EXERCISE MATERIAL —
%%
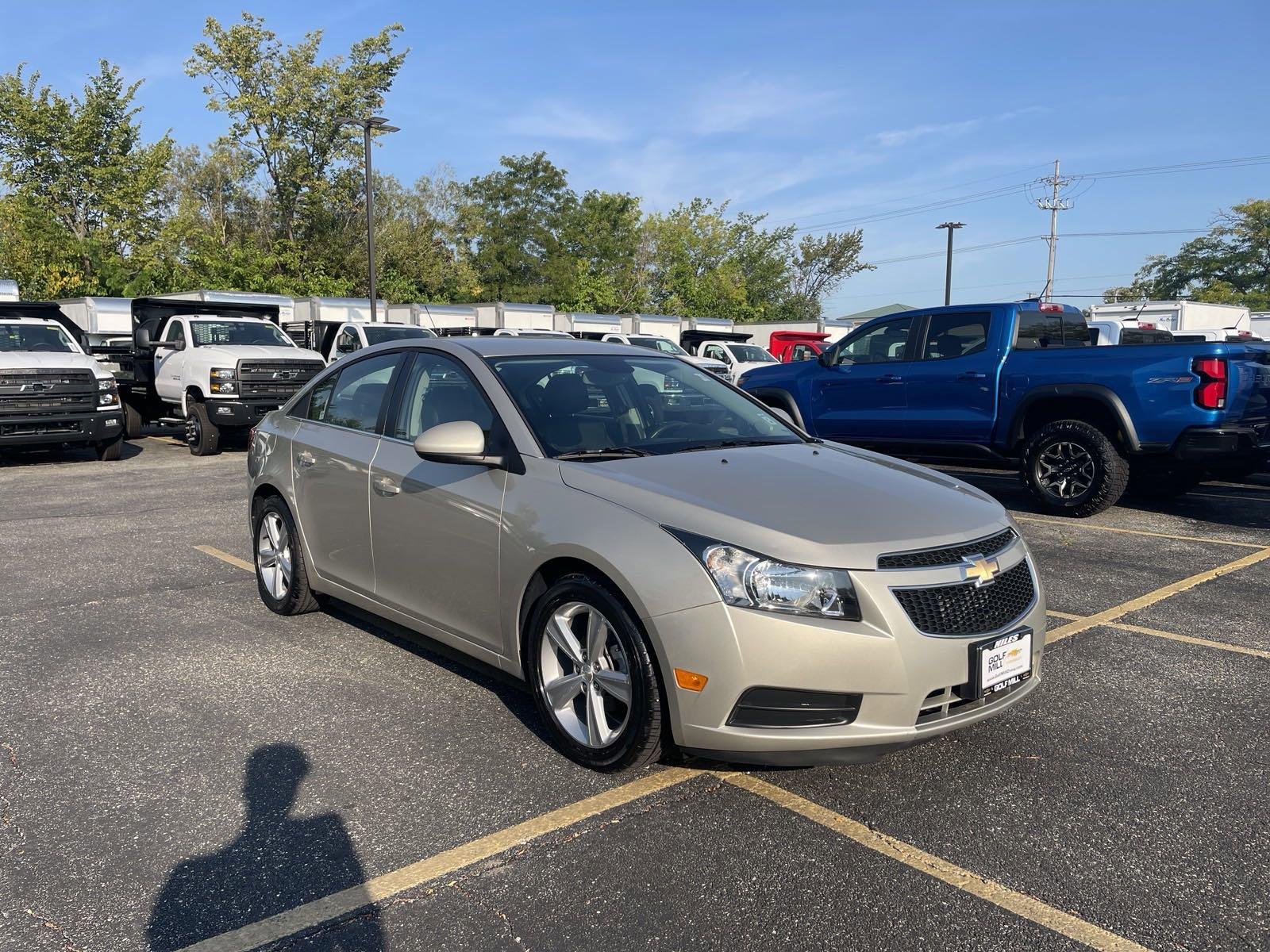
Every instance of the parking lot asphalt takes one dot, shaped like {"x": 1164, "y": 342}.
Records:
%%
%%
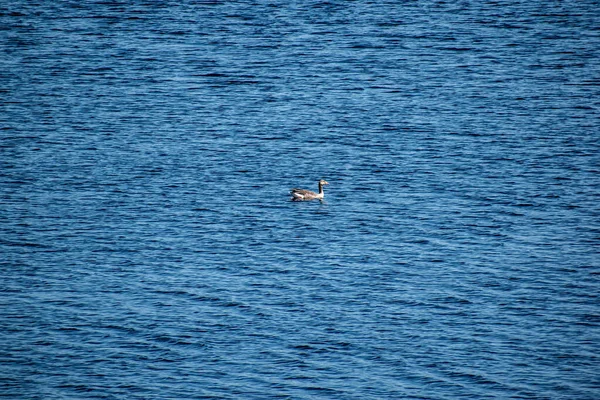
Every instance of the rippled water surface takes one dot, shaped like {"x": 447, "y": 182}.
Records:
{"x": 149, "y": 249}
%%
PROBLEM REQUIREMENTS —
Where a line in the entries holds the word "takes", copy that line.

ANSWER SECTION —
Every instance of the parking lot asphalt takes one dot, shaped like {"x": 1164, "y": 342}.
Every instance of the rippled water surface takes one dot, shaped like {"x": 447, "y": 182}.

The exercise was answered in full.